*YOUR TASK*: Edit the listing so that every "child's torso" reads "child's upper body", and reproduce the lines with everything else left unchanged.

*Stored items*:
- - - -
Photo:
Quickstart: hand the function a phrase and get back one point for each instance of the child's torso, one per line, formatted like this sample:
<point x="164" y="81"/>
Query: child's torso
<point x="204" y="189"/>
- - - -
*THE RESULT*:
Photo:
Quickstart: hand the function a phrase and get back one point for each instance of the child's upper body, one per line, formatted like this sample:
<point x="164" y="81"/>
Query: child's upper body
<point x="204" y="189"/>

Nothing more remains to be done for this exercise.